### EXERCISE
Render the data below as a two-column CSV with the header instruction,polygons, one row per instruction, giving its text and its coordinate lists, each in a single double-quoted field with line breaks replaced by spaces. Cover all of the data, and leave the pictures out of the CSV.

________________________

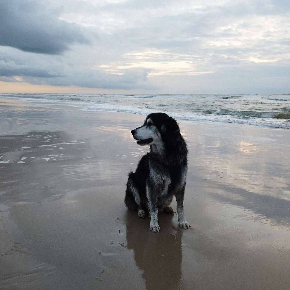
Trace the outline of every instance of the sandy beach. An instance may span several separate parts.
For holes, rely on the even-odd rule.
[[[289,289],[290,130],[178,120],[191,226],[154,233],[124,203],[144,118],[0,100],[0,289]]]

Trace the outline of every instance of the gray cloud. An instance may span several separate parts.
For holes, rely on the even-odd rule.
[[[88,40],[79,27],[58,19],[58,10],[44,1],[0,1],[0,45],[24,51],[58,54]]]
[[[166,93],[290,89],[286,0],[5,3],[0,45],[42,53],[0,47],[6,81]],[[80,44],[87,35],[90,45]]]

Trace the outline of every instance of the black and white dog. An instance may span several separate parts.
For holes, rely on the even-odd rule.
[[[158,232],[158,209],[173,213],[168,205],[175,195],[179,226],[189,229],[183,213],[187,149],[176,121],[164,113],[153,113],[131,133],[137,144],[150,145],[151,150],[141,158],[135,173],[128,174],[126,205],[137,210],[139,217],[144,217],[149,209],[149,229]]]

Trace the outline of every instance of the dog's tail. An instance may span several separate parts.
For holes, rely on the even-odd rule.
[[[133,211],[137,210],[138,205],[136,203],[134,198],[134,194],[132,192],[132,189],[134,186],[134,173],[131,171],[128,175],[128,181],[127,182],[127,188],[125,194],[125,199],[124,201],[126,206],[129,209]]]

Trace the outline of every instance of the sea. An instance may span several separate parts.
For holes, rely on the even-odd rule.
[[[290,95],[0,94],[0,98],[290,129]]]

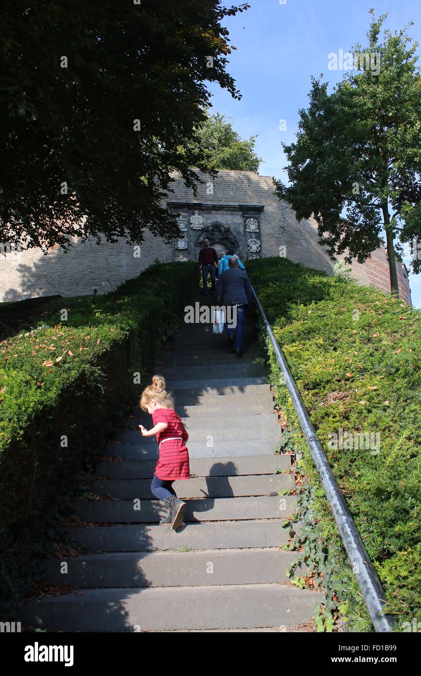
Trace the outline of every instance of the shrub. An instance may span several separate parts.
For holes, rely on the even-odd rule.
[[[38,326],[0,343],[1,572],[8,612],[36,577],[36,552],[55,535],[59,498],[140,393],[191,299],[196,273],[193,262],[157,264],[107,295],[55,299]],[[64,308],[67,321],[59,320]]]
[[[286,259],[251,262],[247,272],[385,587],[401,629],[421,620],[421,313],[373,288],[302,268]],[[347,555],[262,332],[272,382],[295,446],[303,528],[299,559],[312,562],[354,631],[372,631]],[[380,435],[370,450],[333,433]],[[377,439],[377,437],[376,437]]]

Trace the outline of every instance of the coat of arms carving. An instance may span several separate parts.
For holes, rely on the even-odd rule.
[[[203,219],[199,215],[197,210],[195,210],[193,216],[190,217],[190,226],[192,230],[201,230],[203,227]]]

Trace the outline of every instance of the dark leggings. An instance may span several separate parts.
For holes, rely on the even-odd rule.
[[[163,500],[165,498],[168,498],[168,496],[175,496],[176,491],[172,487],[172,484],[174,481],[166,481],[164,479],[158,479],[156,474],[153,475],[153,479],[152,479],[152,483],[151,484],[151,490],[155,496],[155,498],[159,498],[160,500]]]

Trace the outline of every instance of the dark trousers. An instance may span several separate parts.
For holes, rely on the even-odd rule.
[[[243,349],[244,347],[244,321],[245,320],[245,305],[237,305],[237,308],[232,308],[232,319],[235,320],[235,312],[237,310],[237,327],[233,329],[230,324],[226,322],[226,333],[228,336],[232,335],[234,332],[234,347],[235,349]]]
[[[156,474],[155,474],[152,479],[152,483],[151,484],[151,490],[155,497],[157,498],[159,500],[163,500],[164,498],[168,498],[169,496],[175,496],[176,498],[176,491],[172,487],[173,483],[174,481],[158,479]]]
[[[203,281],[203,291],[205,293],[207,293],[207,275],[211,276],[211,283],[212,285],[212,291],[215,290],[215,277],[216,276],[216,268],[214,265],[203,265],[202,266],[202,279]]]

________________________

### SOLUTION BELOW
instruction,polygons
"Trace the outline of every instance of the sandy beach. An instance may span several separate parts. For holes, rely on the even-odd rule.","[[[289,289],[290,130],[178,120],[191,226],[154,233],[124,203],[144,118],[0,100],[0,289]]]"
"Trace the outline of every instance of the gray cloud. An instance may span several separate parts. For holes, rely on the even-odd rule.","[[[88,40],[79,27],[58,19],[58,10],[44,1],[0,1],[0,45],[24,51],[58,54]]] [[[166,93],[290,89],[286,0],[5,3],[0,45],[42,53],[0,47],[6,81]],[[80,44],[87,35],[90,45]]]"
"Trace the outline of every instance of the black and white dog. An instance may span several separate parts. For holes, rely on the even-odd rule.","[[[158,232],[158,209],[173,213],[168,205],[175,195],[179,226],[189,229],[183,213],[187,149],[176,121],[164,113],[153,113],[131,133],[137,144],[150,145],[151,150],[141,158],[135,173],[128,174],[126,205],[137,210],[139,217],[144,217],[149,209],[149,229]]]"
"Trace the outline of every instance of the dog's tail. An instance may span several separate parts. For holes, rely on the even-odd rule.","[[[133,211],[137,210],[138,205],[136,203],[134,198],[134,194],[132,192],[132,189],[134,186],[134,173],[131,171],[128,175],[128,181],[127,182],[127,188],[125,194],[125,199],[124,201],[126,206],[129,209]]]"
"Trace the outline of every instance of the sea. An instance may span several separate parts. For holes, rely on the even-odd rule.","[[[290,95],[0,94],[0,98],[290,129]]]"
"Trace the outline of every instance of the shrub. An instance may span several separate parts. For holes, rely on the even-odd rule.","[[[38,326],[0,343],[1,572],[8,612],[36,577],[36,552],[55,535],[59,498],[140,393],[191,299],[196,273],[193,262],[157,264],[107,295],[55,299]],[[64,308],[67,321],[59,320]]] [[[286,259],[251,262],[247,272],[385,587],[401,629],[421,620],[421,313],[373,288],[302,268]],[[347,555],[262,332],[272,382],[295,446],[303,528],[299,559],[312,562],[354,631],[372,631]],[[380,435],[370,450],[333,433]],[[377,439],[377,437],[376,437]]]"
"Trace the outline of every instance of the coat of arms carving. An instance may span several separate parts. For holes, rely on the even-odd rule.","[[[203,219],[199,215],[197,210],[195,210],[193,216],[190,217],[190,226],[192,230],[201,230],[203,227]]]"
"Trace the outline of every instance of the dark leggings. An instance may span several separate parts. For holes, rely on the even-odd rule.","[[[163,500],[165,498],[168,498],[168,496],[175,496],[176,491],[172,487],[172,484],[174,481],[166,481],[164,479],[158,479],[156,474],[153,475],[153,479],[152,479],[152,483],[151,484],[151,490],[155,496],[155,498],[159,498],[160,500]]]"
"Trace the outline of every instance of the dark trousers. An instance may span several separate parts. For holes, rely on the even-odd rule.","[[[243,349],[244,347],[244,321],[245,320],[245,305],[237,305],[237,308],[232,308],[232,319],[235,320],[235,312],[237,310],[237,327],[233,329],[230,324],[226,322],[226,333],[228,336],[232,335],[234,332],[234,347],[235,349]]] [[[156,474],[155,474],[152,479],[152,483],[151,484],[151,490],[155,497],[157,498],[159,500],[163,500],[164,498],[168,498],[169,496],[175,496],[176,498],[176,491],[172,487],[173,483],[174,481],[158,479]]] [[[203,281],[203,291],[205,293],[207,293],[207,275],[211,276],[211,283],[212,285],[212,291],[215,290],[215,277],[216,276],[216,268],[214,265],[203,265],[202,266],[202,279]]]"